# [SHORT TASK]
Please report every line below that contains the word "fluffy"; case counts.

start DATA SUPPLIED

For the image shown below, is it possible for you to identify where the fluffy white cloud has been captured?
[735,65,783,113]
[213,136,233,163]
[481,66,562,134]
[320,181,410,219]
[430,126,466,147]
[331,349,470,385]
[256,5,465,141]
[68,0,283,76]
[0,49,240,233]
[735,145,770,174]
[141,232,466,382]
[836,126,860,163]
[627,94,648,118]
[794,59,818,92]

end DATA SUPPLIED

# [SOLUTION TO THIS TASK]
For the image shown below, is it possible for you to identify where the fluffy white cloud has been captured?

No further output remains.